TASK DIRECTIONS:
Transcribe all of the material below verbatim, leaving out the pictures.

EXCERPTED RECORDS:
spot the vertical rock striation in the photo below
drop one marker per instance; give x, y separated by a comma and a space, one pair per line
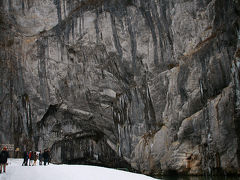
147, 84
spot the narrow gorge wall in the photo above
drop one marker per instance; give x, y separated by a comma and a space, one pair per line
147, 84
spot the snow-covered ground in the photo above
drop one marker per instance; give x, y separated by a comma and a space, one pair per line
15, 171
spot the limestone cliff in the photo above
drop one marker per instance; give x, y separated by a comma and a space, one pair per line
151, 84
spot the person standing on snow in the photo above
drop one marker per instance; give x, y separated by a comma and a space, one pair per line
45, 157
35, 157
40, 158
25, 158
4, 155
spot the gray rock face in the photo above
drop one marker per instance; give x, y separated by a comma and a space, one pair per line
151, 84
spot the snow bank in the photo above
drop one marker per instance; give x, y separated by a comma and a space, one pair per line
65, 172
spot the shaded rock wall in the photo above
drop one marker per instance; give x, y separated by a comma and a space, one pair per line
152, 84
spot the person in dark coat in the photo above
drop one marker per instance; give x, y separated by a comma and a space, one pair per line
4, 155
45, 157
25, 158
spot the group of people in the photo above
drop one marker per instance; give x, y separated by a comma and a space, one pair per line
4, 155
30, 158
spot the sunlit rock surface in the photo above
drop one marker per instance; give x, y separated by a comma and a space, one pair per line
151, 85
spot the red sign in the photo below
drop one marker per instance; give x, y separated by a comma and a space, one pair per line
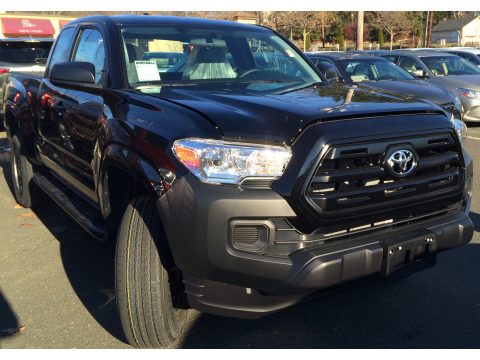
26, 26
62, 23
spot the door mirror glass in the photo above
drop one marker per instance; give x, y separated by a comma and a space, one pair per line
332, 75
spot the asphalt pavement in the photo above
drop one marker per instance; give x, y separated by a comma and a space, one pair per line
56, 291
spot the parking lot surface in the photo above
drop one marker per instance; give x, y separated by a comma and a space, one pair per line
56, 285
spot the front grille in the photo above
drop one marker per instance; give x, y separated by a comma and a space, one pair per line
353, 180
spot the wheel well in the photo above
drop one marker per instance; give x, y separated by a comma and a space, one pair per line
11, 125
122, 188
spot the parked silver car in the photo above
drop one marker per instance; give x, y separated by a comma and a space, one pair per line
447, 70
470, 54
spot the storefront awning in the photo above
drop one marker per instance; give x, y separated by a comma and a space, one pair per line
27, 26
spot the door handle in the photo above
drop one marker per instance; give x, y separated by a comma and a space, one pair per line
59, 107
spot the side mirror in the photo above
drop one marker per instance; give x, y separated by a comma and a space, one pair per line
421, 74
74, 74
332, 75
42, 61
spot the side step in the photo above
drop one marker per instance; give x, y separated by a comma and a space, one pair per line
79, 209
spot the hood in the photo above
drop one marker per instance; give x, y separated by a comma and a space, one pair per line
280, 116
419, 88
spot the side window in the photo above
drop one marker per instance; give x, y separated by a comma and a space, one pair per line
391, 58
409, 64
267, 57
62, 46
91, 48
328, 69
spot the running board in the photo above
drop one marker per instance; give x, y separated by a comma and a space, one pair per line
79, 209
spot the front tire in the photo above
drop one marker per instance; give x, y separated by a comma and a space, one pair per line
26, 192
148, 316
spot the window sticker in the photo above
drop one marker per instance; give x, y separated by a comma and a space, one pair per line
147, 70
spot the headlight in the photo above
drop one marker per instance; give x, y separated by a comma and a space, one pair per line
220, 162
457, 103
471, 94
460, 128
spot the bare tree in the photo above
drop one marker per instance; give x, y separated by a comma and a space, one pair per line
303, 21
394, 23
327, 18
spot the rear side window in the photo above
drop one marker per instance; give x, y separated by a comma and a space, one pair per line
61, 50
91, 48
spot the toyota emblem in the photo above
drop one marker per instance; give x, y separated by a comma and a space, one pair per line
402, 162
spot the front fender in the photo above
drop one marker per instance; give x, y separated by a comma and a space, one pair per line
135, 165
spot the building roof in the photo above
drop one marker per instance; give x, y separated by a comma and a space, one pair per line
453, 24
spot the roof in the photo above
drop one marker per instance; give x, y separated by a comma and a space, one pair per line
164, 20
27, 39
340, 56
423, 53
453, 24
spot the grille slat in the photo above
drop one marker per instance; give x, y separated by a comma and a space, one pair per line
353, 177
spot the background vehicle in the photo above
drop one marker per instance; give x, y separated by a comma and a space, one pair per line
232, 189
380, 73
469, 54
446, 70
21, 55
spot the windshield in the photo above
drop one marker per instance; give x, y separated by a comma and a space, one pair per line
450, 65
194, 55
24, 52
373, 70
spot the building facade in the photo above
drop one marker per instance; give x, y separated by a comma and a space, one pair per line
32, 26
463, 31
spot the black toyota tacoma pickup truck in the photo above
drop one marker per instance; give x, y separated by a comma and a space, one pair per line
235, 179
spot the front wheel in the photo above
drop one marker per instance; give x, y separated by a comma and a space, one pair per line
26, 192
143, 288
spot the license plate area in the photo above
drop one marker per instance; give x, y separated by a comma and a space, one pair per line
410, 252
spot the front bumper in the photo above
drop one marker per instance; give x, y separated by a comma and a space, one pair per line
222, 280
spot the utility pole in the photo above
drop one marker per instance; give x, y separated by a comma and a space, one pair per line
360, 30
430, 23
426, 29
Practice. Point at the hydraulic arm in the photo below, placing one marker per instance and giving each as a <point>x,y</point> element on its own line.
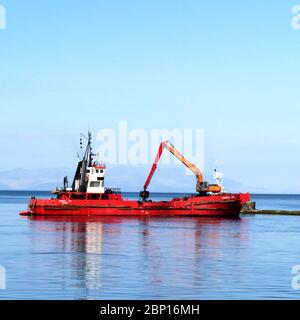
<point>201,187</point>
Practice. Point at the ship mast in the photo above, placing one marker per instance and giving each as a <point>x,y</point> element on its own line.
<point>85,163</point>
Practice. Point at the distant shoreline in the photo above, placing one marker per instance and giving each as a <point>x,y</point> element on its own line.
<point>162,192</point>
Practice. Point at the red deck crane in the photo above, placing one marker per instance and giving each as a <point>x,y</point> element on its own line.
<point>201,187</point>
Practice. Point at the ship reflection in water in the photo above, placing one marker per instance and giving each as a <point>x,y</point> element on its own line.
<point>136,258</point>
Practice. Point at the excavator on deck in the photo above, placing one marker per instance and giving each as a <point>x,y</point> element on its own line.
<point>202,187</point>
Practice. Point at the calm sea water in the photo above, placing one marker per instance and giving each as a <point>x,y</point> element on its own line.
<point>137,258</point>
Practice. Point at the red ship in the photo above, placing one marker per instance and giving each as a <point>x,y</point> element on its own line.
<point>88,196</point>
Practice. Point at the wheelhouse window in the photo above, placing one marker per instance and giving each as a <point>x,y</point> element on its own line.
<point>94,196</point>
<point>95,184</point>
<point>78,196</point>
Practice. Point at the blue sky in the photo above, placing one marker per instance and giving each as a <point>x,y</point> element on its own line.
<point>229,67</point>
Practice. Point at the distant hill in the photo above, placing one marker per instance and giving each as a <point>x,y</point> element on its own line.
<point>168,178</point>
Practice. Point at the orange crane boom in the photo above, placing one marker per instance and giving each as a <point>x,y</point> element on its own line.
<point>202,187</point>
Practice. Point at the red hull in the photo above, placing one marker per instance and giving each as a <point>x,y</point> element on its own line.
<point>224,205</point>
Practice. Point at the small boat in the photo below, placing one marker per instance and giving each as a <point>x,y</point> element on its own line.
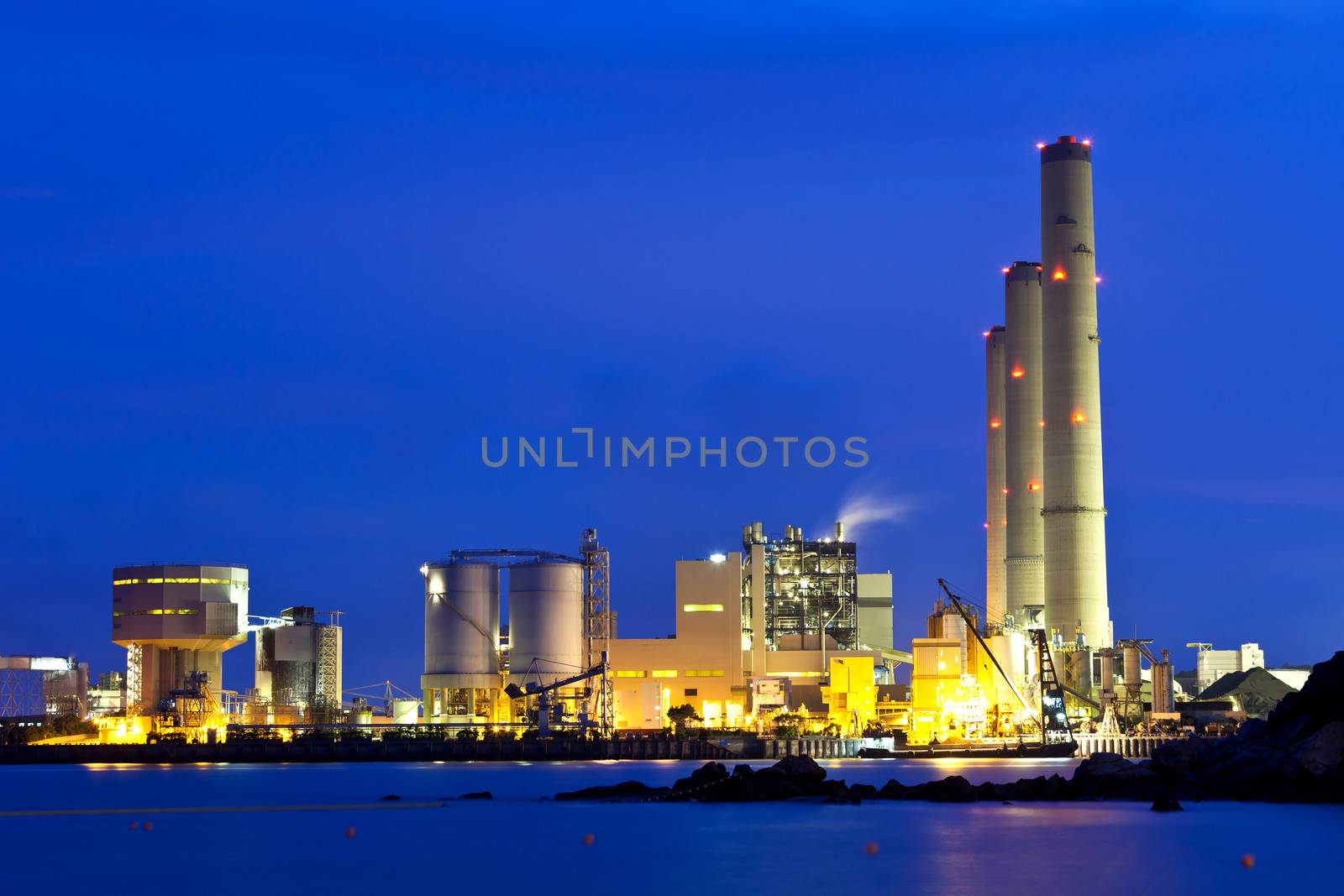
<point>1005,750</point>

SOLUTION:
spot the vertical rock striation in the photo below
drop one marker per instance; give x, y separated by a comma and a space, one pair per line
147, 84
spot the narrow gorge wall in the photo above
drop one marker per instance; give x, y separated by a comma and a space, one pair per line
147, 84
spot the snow-covered ground in the photo above
drop one marker per instance; give x, y separated by a comma and a space, one pair per line
15, 171
spot the limestone cliff in the photo above
drop one marker per instance; give x, y separated by a comma and a space, one pair per line
151, 84
spot the person standing on snow in the photo above
drop one marker per instance; give x, y separated by a comma and a space, one pair per line
45, 157
35, 157
40, 158
25, 158
4, 155
spot the gray rock face in the photo above
drop one marker per instance; give x, y separated by a comma and a space, one pair per line
151, 84
spot the snow bank in the photo above
drop one marker per instance; give x, y separated by a comma and a space, one pair per line
65, 172
spot the shaded rock wall in the photo above
drop one marker per instance; give x, y separated by a comma and a space, one pair per line
152, 84
spot the person in dark coat in the photo above
drop one marker per instance; give x, y separated by a comma and a space, one pair per line
4, 155
45, 157
25, 158
spot the group of people in the photo above
drop one marker per instance; give x, y separated by a comma and a space, one pair per line
4, 155
30, 158
spot the sunlit rock surface in the photo above
drop one marker per instance; give x, y separated by a comma and a space, one pair per line
151, 85
spot the red sign in the photo below
drop one marker per instance; give x, y separated by a comma and a space, one pair per line
26, 26
62, 23
spot the door mirror glass in the photo above
drop one marker per instance; give x, y separated by a comma and a space, one pair per line
332, 75
spot the asphalt pavement in the photo above
drop one marker per instance; give x, y separated by a comma and a space, one pair per line
56, 291
spot the parking lot surface in the photo above
drop one marker per instance; give x, y separated by a comma and a space, one pair per line
56, 285
spot the front grille in the photo above
drop one marker per instance; give x, y separated by a comma and a space, one pair per line
353, 180
spot the wheel well in the photo above
drop one marker per instance; give x, y separated by a comma and a space, one pair per line
11, 125
122, 188
spot the parked silver car in the photo above
drop one marker per instance; give x, y separated by a comma and a space, one pair per line
447, 70
470, 54
spot the storefront awning in the photo above
drop one marker per instance; give x, y separated by a comma and a space, one pair per line
27, 26
spot the door handle in the photo above
drop one marker per instance; give x, y separated by a comma and a space, one pair per line
59, 107
spot the side mirror in the photo above
drop one marker per instance; give x, y separated by a comma and a space, one pair per line
421, 74
74, 74
332, 75
42, 61
spot the side step in the photo above
drop one marker per instance; give x, y separated by a comma and a space, one pair per line
79, 209
spot the hood in the photo above
drop one marker per instance; give x, y separated by a comma and a space, one pair per line
280, 116
419, 88
spot the side window in the photo above
drop one marker per instance; give x, y separated by a comma and a space, one pair per line
391, 58
409, 64
267, 57
62, 46
91, 48
328, 69
spot the running board in the photo above
drop one marker per instance; give x, y separated by a comma and a space, one pair per line
79, 209
spot the front tire in the photo above
drop one marker per instance; give x, y separated by a comma and a space, one pair per line
26, 192
148, 316
spot the window sticker in the photo above
drop one marker per instance; give x, y separated by a comma and a space, one pair per line
147, 70
spot the headlight in the photo above
drop one marker per instance; give x, y separated by a comma and a space, one pair per line
220, 162
457, 103
471, 94
460, 128
spot the bare tree in the photo above
drop one marker per instance; give x, y separated by a comma and a space, one pair per line
303, 21
394, 23
327, 18
spot the rear side window in the photo above
drop one marker per instance; give x, y separated by a comma and a space, one pair per line
61, 50
91, 48
spot the toyota emblem in the photo above
drop one marker per instance; give x, y separated by a comma and a space, one pair per line
402, 162
spot the front fender in the photo above
drop one marker per instance; give x, y separated by a comma and a space, one pair per line
135, 165
spot the building roof in the photo above
drop one marker per instance; give x, y separated by a comma and a space, one pair per line
453, 24
spot the roof in the photo above
drop one marker per instance; give x, y separated by a comma and a space, one pair per line
164, 20
27, 39
340, 56
423, 53
453, 24
spot the grille slat in the photo above
drop one marker per instance; give x, y separated by a comma and a space, one pair per line
353, 177
spot the background vehicle in the photo above
drop one marker per instance; give x, y separated by a comma and a space, one pair per line
232, 189
380, 73
469, 54
446, 70
21, 55
spot the windshield in the photo above
drop one marker per instance; give x, y separated by a comma and a space, one pair per line
450, 65
194, 55
24, 52
373, 70
spot the building facade in the photo above
drop one marker per instance; give x, y separated by a comma and a space, one pair per line
32, 26
463, 31
spot the black toyota tacoma pickup truck in the photo above
drop one marker per instance; give x, y separated by a comma and a space, one pair per line
235, 179
spot the front wheel in the photo above
drop one marker per instance; give x, y separated by a comma and a space, one pair per line
26, 192
143, 288
spot the license plate area in the photo above
drop one marker per instance; give x, y separated by a comma and a space, one pair per line
410, 252
spot the front bumper in the photo above
drop one marker per instance; give x, y separated by a comma and a space, one pair per line
222, 280
spot the utility pole in the photo above
drop one marker per instance; give x, y separated by a comma and a space, one pair per line
360, 30
430, 23
426, 29
Practice. Point at the hydraulic arm in the photo below, placing one marker per instance and giving each as a <point>x,y</point> element on its own line.
<point>201,187</point>
Practice. Point at the ship mast in the photo above, placing one marker per instance and giving each as a <point>x,y</point> element on its own line.
<point>85,163</point>
Practice. Point at the distant shoreline in the photo above, placing one marker per instance and giving each as a <point>x,y</point> element on its own line.
<point>162,192</point>
Practice. Point at the red deck crane in the photo above, placing one marker per instance and giving each as a <point>x,y</point> element on its own line.
<point>201,187</point>
Practice. Point at the ship reflection in water in the photo above, placing one marker per instance and giving each as a <point>x,y</point> element on its own line.
<point>136,258</point>
Practice. Point at the excavator on deck in the photo above, placing one marker per instance and giving each as a <point>x,y</point> element on its own line.
<point>202,187</point>
Practice. Point at the calm sea water in the photo above, placing one marker per instance and giving each as a <point>x,y</point> element on its own line.
<point>137,258</point>
Practice. Point at the red ship in the photo above, placing one marker per instance and giving each as a <point>x,y</point> element on its own line.
<point>88,196</point>
Practice. Point at the wheelhouse window in the photo above, placing one marker per instance and giving each as a <point>x,y</point> element on its own line.
<point>94,196</point>
<point>95,184</point>
<point>78,196</point>
Practice. Point at the blue sky in the photo above, placing one marker per instance and giving each as a <point>x,y</point> element on its own line.
<point>229,67</point>
Practice. Point at the distant hill in the photo above, placing one marker per instance and giving each as a <point>x,y</point> element on its own line.
<point>168,178</point>
Practice. Point at the orange crane boom in the photo above, placing one marker per instance and giving each as a <point>x,y</point> element on its own line.
<point>202,187</point>
Practice. Point at the red hull in the photo above, placing one marker per instance and giving each as a <point>x,y</point> element on its own line.
<point>224,205</point>
Practice. Point at the small boat in the photo below, placing one marker per instance and giving each as a <point>x,y</point> element on its own line.
<point>1005,750</point>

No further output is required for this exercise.